#### Extracted records:
++++++
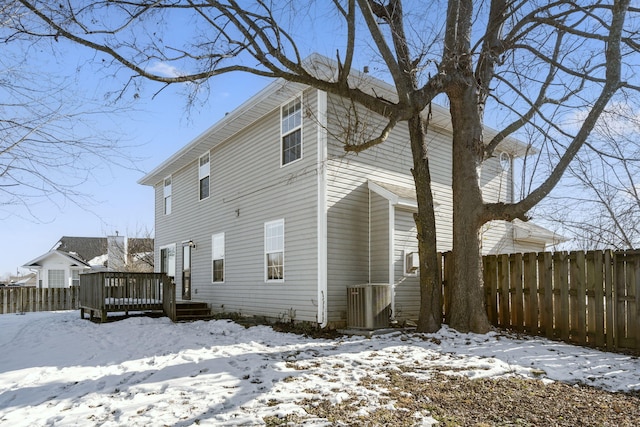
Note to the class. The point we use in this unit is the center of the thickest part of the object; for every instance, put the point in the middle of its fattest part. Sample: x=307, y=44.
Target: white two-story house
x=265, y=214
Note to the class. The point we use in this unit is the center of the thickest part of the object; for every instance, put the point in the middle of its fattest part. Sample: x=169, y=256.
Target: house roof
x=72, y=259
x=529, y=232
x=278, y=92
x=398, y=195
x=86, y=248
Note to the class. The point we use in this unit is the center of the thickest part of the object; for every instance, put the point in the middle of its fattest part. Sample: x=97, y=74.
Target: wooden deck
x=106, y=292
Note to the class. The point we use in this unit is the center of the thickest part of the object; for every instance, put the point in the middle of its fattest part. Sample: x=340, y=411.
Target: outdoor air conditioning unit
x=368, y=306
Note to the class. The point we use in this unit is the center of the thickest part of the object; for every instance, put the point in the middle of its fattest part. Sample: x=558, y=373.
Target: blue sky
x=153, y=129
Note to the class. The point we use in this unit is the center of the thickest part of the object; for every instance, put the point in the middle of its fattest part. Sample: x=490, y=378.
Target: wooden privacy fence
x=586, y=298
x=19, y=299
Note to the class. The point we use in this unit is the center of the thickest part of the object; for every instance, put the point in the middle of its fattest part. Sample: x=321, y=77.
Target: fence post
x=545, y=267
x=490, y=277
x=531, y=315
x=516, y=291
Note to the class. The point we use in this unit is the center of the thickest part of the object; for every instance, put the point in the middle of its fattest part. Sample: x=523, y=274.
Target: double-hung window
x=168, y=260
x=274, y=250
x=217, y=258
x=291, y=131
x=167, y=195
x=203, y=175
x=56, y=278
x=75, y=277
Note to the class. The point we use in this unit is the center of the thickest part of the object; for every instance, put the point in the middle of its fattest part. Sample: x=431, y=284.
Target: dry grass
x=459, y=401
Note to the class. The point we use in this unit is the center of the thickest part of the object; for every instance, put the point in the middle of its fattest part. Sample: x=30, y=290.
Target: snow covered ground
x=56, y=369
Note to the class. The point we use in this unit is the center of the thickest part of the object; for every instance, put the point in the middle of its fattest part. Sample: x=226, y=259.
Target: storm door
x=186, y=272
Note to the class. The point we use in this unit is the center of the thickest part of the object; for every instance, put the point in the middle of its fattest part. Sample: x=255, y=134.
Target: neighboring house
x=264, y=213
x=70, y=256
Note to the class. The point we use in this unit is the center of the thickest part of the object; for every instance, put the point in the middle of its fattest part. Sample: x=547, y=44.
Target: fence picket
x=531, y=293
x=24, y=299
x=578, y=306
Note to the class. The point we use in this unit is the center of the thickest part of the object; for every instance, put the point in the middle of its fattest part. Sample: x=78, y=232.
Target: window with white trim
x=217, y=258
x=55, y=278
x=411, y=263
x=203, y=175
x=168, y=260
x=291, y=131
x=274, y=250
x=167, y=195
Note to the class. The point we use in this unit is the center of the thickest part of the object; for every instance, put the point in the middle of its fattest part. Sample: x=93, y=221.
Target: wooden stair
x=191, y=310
++++++
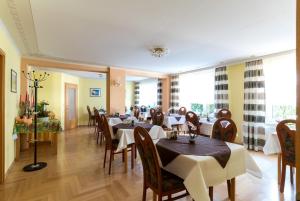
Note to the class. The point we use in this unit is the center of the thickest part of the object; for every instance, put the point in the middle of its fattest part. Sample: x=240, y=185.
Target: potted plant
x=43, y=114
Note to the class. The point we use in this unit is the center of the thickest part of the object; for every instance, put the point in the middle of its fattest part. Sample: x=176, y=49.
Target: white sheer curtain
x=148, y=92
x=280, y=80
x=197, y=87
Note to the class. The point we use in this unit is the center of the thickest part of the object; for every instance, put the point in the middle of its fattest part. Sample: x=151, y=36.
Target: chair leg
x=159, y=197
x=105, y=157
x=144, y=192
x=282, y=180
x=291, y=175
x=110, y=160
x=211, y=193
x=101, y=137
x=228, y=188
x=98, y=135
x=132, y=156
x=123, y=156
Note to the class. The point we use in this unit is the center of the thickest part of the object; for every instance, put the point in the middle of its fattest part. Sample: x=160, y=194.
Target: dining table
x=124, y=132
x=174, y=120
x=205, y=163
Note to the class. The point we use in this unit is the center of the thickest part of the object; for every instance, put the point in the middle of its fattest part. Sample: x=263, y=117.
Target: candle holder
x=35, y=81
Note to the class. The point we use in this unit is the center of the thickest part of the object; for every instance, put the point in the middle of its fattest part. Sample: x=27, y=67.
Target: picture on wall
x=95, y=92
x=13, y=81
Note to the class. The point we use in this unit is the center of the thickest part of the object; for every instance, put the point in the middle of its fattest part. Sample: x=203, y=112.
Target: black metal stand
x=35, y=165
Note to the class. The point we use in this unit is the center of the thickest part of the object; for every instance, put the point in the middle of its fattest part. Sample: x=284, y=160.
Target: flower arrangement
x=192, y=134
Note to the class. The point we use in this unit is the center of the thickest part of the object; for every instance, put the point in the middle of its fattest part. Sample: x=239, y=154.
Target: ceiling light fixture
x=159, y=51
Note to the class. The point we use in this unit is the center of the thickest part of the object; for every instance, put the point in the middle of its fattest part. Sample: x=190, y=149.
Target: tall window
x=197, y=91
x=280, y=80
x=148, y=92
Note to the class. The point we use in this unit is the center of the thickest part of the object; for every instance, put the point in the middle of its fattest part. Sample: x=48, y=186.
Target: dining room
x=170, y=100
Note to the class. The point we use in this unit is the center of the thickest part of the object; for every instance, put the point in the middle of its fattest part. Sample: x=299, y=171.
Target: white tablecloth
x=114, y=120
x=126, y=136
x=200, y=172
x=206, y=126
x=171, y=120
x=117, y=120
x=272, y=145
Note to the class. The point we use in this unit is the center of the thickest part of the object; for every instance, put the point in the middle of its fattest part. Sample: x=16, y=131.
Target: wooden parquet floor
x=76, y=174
++++++
In the records, from the line with "Sample: x=27, y=67." to the line with "x=272, y=145", replace "Target" with "Object" and give only those lines, with nothing else changed.

#### RESULT:
Note to the class. The point we use in this unit is the center of the thickest part of the object; for every instance, put the point in the middle of its fattest part. Sample: x=27, y=67.
Object: picture on wall
x=95, y=92
x=13, y=81
Note to the class. The point we use in this unit is the center of the thickest part of the object; for every instance, put the point in the middle of its fattest part. Sample: x=203, y=112.
Object: black metal stand
x=35, y=165
Note to the class. The point we use in this unit is the center of the thickest part of the object; for every instance, put the point in the middle of its fattest part. Sample: x=284, y=160.
Object: flower arrangement
x=192, y=134
Note to the class. The point we use in this unit is the center of the thickest part of the object; for every instance, put the point in the middle of its fattest part. Sample: x=239, y=154.
Object: ceiling light fixture
x=159, y=51
Note to the class. The point we use in this unit is the center of the thickest part of the object; for every instance, put the point in the middle of its fattest part. Sample: x=190, y=149.
Object: tall window
x=197, y=91
x=280, y=80
x=148, y=92
Note to the class. The point we use in this unit is the center of the thickest part of the object; for every instance, put the point in the middle of its fattest part. Sample: x=48, y=186.
Object: dining room
x=170, y=100
Note to the class. The point we use in this unit is the center of the thickest part of the object; for every instance, put the point in the middle of its fattest part. Sample: x=299, y=171.
Object: white tablecloth
x=114, y=120
x=126, y=136
x=200, y=172
x=206, y=126
x=171, y=120
x=117, y=120
x=272, y=145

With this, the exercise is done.